◆ Sfida 1
Nel testo sul rischio idrogeologico, quali regioni sono indicate con le parole "Alla ribalta"? Elencale tutte.

◆ Testo di lettura

Modelli alternativi alla civiltà del consumo, che degrada l’ambiente a volte in modo irreversibile, stanno nel riutilizzare tutto, non generando scarti e rifiuti irrazionalmente, nell’uso parco delle risorse, nel riciclo intelligente dei materiali. Vanno recuperati modelli di sviluppo alternativi. Al fondo sta l’economia del dono, che ribalta tutte le premesse utilitaristiche dello scambio, mentre si devono privilegiare tutte le esperienze di economia comunitaria a riforma del capitalismo.

Per quanto concerne l’Italia è d’estrema attualità al momento curare i rimedi all’elevato rischio idrogeologico, che investe i nostri Comuni per il 7,1% del territorio nazionale (si tratta di ben 5.708 centri interessati su 8.101). Alla ribalta Piemonte, Liguria, Toscana, Umbria, Calabria, Valle d’Aosta. L’erosione costiera incide fortemente in termini di perdita di superficie e predispone alle calamità. Le regioni più interessate sono Puglia, Basilicata e Molise, mentre il fenomeno è minore in Emilia Romagna, Veneto e Friuli. Si notano abbassamenti del suolo in forma lenta e graduale con fenomeni di subsidenza o in forma repentina e catastrofica.

Da una parte stanno movimenti tettonici e l’estrazione di fluidi dal sottosuolo, dall’altra doline di crollo, sprofondamenti o camini di collasso. Si aggiungono le frane (dal quindicesimo secolo alla fine del ventesimo si è assistito a 996 eventi, distribuiti su una superficie di 20.721 kmq con 12.141 vittime o dispersi). Infine le alluvioni: Polesine (1951), Arno (1966), bacino del Po intero (1994 e 2000), con tutte le conseguenze (trasporto di materiale solido, inquinanti, mancanza di acqua potabile e così via).

Il problema più rilevante da discutere è: che futuro vogliamo? Quali responsabilità assumere verso le generazioni future?

◆ Sfida 2
Riscrivi le righe dalla prima fino a quella che contiene "x=575, y=397", inclusa. In quel tratto sostituisci "Target" con "Label" e lascia tutto il resto invariato.

Voci di etichettatura della posizione degli oggetti:
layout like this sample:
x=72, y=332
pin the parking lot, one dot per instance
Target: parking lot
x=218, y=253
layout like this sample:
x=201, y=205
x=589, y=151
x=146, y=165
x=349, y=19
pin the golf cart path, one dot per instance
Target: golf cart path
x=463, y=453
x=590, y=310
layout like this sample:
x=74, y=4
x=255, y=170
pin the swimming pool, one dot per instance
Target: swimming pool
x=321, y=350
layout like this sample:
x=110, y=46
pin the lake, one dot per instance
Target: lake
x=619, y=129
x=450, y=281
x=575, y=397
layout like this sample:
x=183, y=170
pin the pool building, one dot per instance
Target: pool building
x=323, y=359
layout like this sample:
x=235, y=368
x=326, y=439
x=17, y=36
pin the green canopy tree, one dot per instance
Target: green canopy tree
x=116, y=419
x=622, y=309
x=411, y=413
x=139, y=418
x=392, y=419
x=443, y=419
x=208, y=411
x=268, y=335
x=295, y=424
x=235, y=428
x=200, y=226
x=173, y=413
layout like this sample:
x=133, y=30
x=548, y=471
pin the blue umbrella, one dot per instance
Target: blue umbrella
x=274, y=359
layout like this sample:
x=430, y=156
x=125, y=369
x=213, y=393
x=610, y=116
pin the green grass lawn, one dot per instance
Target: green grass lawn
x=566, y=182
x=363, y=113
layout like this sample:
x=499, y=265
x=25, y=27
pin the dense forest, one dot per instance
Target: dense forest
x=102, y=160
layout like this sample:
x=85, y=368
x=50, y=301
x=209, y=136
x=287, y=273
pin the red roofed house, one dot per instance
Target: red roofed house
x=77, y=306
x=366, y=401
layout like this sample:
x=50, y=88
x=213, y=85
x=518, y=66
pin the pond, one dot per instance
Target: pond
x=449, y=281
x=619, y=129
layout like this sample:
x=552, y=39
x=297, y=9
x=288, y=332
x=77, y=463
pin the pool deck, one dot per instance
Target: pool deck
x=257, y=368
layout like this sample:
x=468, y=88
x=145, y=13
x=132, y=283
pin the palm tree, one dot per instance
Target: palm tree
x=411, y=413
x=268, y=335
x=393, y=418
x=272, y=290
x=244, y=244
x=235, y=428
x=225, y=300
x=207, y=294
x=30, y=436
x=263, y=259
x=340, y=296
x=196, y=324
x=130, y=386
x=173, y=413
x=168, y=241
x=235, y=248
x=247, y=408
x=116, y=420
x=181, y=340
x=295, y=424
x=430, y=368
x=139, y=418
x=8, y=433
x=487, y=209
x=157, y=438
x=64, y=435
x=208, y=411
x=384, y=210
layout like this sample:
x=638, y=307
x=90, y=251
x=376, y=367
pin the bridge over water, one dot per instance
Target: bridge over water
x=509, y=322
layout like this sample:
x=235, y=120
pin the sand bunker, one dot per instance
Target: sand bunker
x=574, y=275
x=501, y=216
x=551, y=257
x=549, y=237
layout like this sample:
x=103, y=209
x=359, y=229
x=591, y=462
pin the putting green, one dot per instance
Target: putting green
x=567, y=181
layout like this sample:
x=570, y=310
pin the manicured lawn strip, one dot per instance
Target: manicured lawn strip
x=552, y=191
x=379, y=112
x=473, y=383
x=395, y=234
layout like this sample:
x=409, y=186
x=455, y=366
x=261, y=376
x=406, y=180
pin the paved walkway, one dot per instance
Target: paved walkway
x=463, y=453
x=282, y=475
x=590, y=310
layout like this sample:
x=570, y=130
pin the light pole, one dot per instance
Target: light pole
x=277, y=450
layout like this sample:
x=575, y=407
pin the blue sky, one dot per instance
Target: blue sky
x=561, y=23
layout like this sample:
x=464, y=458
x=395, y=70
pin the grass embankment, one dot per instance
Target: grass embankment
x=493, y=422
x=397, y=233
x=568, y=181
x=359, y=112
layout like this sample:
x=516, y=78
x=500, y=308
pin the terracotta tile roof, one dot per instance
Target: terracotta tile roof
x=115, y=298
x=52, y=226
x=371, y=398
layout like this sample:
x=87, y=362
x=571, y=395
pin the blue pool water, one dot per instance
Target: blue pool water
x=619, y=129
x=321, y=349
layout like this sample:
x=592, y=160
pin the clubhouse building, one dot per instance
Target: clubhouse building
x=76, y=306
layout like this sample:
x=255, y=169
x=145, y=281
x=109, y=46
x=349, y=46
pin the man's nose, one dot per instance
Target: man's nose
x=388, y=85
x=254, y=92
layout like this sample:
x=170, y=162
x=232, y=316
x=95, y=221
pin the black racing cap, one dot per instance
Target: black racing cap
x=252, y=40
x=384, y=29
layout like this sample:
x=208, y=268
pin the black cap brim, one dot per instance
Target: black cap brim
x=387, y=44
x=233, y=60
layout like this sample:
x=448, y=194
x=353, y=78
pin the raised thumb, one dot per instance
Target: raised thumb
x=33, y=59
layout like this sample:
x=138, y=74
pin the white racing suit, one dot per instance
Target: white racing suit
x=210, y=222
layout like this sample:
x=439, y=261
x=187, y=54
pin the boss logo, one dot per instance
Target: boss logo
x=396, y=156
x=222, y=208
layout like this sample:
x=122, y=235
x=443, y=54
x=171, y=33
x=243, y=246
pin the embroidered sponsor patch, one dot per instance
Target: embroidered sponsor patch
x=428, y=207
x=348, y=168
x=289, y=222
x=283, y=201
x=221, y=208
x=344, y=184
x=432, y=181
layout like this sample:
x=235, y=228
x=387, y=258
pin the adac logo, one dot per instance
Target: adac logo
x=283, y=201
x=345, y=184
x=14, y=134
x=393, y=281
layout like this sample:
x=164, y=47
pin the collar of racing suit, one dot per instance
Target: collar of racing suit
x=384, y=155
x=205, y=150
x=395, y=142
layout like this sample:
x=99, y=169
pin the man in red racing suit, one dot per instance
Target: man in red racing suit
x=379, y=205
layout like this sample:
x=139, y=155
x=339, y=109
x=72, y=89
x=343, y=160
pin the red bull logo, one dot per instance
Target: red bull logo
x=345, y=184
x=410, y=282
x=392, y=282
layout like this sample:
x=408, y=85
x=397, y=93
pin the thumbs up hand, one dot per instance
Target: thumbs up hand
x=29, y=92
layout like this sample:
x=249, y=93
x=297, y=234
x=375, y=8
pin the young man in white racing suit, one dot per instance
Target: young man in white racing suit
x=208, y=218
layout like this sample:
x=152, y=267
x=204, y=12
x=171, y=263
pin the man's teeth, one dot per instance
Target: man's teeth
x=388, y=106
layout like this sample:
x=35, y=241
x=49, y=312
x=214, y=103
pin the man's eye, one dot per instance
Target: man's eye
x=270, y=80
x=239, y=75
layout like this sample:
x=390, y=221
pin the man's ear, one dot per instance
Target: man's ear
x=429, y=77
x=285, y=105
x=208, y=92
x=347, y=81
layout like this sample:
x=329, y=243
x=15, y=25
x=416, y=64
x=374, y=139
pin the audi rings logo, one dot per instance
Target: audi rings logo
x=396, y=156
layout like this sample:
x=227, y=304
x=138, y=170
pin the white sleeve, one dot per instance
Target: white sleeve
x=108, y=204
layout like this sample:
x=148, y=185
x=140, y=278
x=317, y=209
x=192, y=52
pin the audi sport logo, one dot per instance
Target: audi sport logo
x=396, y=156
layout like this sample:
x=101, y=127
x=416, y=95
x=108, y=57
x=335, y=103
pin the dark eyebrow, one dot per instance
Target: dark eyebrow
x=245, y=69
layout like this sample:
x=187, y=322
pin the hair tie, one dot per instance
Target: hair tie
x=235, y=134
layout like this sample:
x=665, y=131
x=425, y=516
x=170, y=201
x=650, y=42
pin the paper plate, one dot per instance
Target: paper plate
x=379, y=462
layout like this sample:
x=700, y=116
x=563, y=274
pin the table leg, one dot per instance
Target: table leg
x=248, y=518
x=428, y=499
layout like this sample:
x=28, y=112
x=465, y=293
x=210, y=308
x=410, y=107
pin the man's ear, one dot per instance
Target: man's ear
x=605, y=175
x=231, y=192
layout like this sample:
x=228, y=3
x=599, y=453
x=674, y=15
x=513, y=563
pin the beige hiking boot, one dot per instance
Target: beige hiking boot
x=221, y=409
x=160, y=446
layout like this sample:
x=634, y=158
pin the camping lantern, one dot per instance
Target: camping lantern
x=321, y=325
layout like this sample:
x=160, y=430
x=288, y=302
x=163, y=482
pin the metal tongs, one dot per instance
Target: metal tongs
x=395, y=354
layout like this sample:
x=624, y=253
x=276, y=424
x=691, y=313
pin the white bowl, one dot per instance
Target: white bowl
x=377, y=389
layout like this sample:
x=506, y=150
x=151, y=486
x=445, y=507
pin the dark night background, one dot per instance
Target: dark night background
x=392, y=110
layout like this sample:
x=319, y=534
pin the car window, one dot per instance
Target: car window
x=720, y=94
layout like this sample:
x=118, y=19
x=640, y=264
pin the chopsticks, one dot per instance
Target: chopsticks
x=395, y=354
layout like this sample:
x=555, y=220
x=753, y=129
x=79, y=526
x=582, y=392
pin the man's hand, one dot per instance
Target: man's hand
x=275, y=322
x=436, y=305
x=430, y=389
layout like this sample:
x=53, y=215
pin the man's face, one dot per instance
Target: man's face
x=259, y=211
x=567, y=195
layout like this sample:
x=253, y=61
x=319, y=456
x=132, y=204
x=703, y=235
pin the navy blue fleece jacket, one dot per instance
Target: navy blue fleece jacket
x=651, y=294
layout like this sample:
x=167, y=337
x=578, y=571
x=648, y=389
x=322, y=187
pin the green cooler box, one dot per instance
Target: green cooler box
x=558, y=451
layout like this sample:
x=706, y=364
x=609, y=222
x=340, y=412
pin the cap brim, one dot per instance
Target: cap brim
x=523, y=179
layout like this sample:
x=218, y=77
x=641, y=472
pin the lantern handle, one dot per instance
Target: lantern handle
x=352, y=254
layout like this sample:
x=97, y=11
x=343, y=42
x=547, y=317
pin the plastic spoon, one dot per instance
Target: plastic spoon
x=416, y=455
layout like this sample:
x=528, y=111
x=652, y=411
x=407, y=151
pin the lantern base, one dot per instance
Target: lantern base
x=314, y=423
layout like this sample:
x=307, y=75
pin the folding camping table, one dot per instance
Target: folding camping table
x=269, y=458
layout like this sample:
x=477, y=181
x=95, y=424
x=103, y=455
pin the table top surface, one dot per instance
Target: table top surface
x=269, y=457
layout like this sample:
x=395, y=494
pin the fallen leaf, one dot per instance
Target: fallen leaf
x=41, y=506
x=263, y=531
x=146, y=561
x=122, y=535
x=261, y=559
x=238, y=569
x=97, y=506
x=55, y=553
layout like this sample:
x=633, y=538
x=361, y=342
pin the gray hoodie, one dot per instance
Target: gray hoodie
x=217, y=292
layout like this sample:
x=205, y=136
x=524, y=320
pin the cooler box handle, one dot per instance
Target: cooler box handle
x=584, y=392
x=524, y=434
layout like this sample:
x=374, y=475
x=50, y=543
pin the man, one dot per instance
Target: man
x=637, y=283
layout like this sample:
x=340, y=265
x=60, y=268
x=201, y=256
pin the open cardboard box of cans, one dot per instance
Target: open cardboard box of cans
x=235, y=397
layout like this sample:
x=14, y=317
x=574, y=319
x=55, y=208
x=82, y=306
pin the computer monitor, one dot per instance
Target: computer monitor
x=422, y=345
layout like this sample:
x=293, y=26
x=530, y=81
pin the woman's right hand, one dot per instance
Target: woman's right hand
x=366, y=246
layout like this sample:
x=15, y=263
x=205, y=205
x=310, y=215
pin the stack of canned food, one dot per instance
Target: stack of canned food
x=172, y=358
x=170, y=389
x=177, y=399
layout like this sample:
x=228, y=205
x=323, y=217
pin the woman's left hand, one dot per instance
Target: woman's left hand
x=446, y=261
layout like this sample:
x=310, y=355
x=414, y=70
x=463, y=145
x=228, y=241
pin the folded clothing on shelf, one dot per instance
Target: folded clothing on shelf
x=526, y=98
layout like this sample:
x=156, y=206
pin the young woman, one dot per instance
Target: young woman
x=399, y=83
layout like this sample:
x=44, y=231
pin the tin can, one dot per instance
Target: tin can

◆ Risposta 1
Piemonte, Liguria, Toscana, Umbria, Calabria, Valle d'Aosta.

◆ Risposta 2
layout like this sample:
x=72, y=332
pin the parking lot, one dot per instance
Label: parking lot
x=218, y=253
layout like this sample:
x=201, y=205
x=589, y=151
x=146, y=165
x=349, y=19
pin the golf cart path, one dot per instance
Label: golf cart path
x=463, y=453
x=590, y=310
layout like this sample:
x=74, y=4
x=255, y=170
pin the swimming pool, one dot per instance
Label: swimming pool
x=321, y=350
layout like this sample:
x=110, y=46
pin the lake, one dot per instance
Label: lake
x=619, y=129
x=450, y=281
x=575, y=397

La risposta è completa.